LG is backpedaling after complaints about unremovable Microsoft Copilot shortcuts popping up on its smart TVs. This will allow users to remove the Copilot icon altogether, instead of simply hiding it. An LG representative confirmed the change to numerous publications, noting that the company will make a plan that will allow owners to eliminate the shortcut if they so choose, and the fix “will become available via an update in [the] software.”
The action comes after people who didn’t want the Copilot tile showing up on the home screen’s shortcut bar complained when they couldn’t opt out of that appearance. The shortcut worked by opening Copilot in the TV’s web browser, rather than a specialized app, but could not be completely removed. For some, that stepped over the line from promotion to bloat.
What Exactly Is Changing in LG’s Copilot Shortcut Policy
Before this change, only the Copilot tile could be hidden for LG owners; doing so allowed its icon to linger in the launcher’s app-management flow and sometimes return in certain circumstances like reboots or updates.
LG says that the new update will give you the opportunity to remove the shortcut, which means it won’t show up as an installed item nor a pinned destination.
The shortcut was in fact little more than a browser bookmark of Microsoft’s AI assistant. That approach allowed the company to bring it to market fast across models and regions, but it also made its inclusion feel more like an ad placement than a feature. Once again allowing deletion restores one of the basic rules of TV UX: If you didn’t ask for it and don’t use it, you should be able to get rid of it.

-- MATERIAL PROVIDED --
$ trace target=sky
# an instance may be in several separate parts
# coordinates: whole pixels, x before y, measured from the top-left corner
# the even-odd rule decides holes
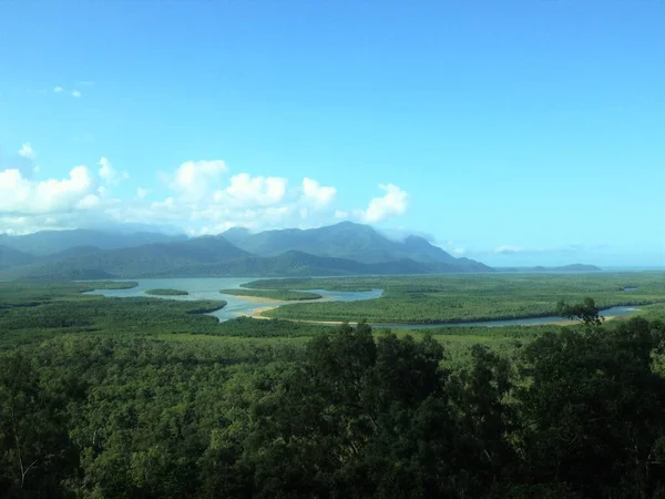
[[[0,2],[0,233],[344,220],[665,265],[665,2]]]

-- PROMPT 1 --
Using the article about LG's Copilot shortcut, decide whether each statement agrees with it. Answer yes or no and quote the deciding words. (a) The Copilot shortcut opened Copilot in a specialized app. (b) Before the change, LG owners could hide the Copilot tile. (c) The fix is set to arrive through a software update.
-- PROMPT 2 --
Answer these questions from the article about LG's Copilot shortcut.
(a) Who confirmed the change to numerous publications?
(b) In what circumstances could a hidden Copilot icon sometimes return?
(c) What was the shortcut in fact little more than?
-- PROMPT 3 --
Carry the article about LG's Copilot shortcut forward, starting after its last sentence.

-- EXPECTED OUTPUT 1 --
(a) No: "The shortcut worked by opening Copilot in the TV’s web browser, rather than a specialized app"
(b) Yes: "only the Copilot tile could be hidden for LG owners"
(c) Yes: "will become available via an update in [the] software."

-- EXPECTED OUTPUT 2 --
(a) An LG representative.
(b) In circumstances like reboots or updates.
(c) A browser bookmark of Microsoft’s AI assistant.

-- EXPECTED OUTPUT 3 --
Why It Matters for LG and Viewers of webOS TVs
webOS from LG is one of the most popular smart TV platforms around the world. Industry trackers like Omdia consistently rank LG among the top two TV makers by shipments, so small UI decisions send ripples across tens of millions of living rooms. Home screens have become prime real estate to plug services, but the backlash here shows there’s a clearly defined limit as to what users will put up with.
The dispute and broader issues around privacy and control on connected TVs have, in turn, helped to lift the standing of some smaller players. Smart TVs have long been chided by the Mozilla Foundation’s Privacy Not Included reports for their aggressive data collection habits and variety of preinstalled services. Allowing owners to delete unwanted shortcuts isn’t a panacea, but it is one step toward giving users control.
Microsoft’s Copilot Push And The TV Context
Microsoft is quickly spreading Copilot across Windows, Edge, and even testing it on Xbox, positioning the assistant as a cross-device layer for search, creation and assistance. A Copilot entry point for TV home screens fits into that strategy. The issue is context: a living room interface is optimized for lean-back streaming and fast app launches, not typing-intensive AI chatting in a browser.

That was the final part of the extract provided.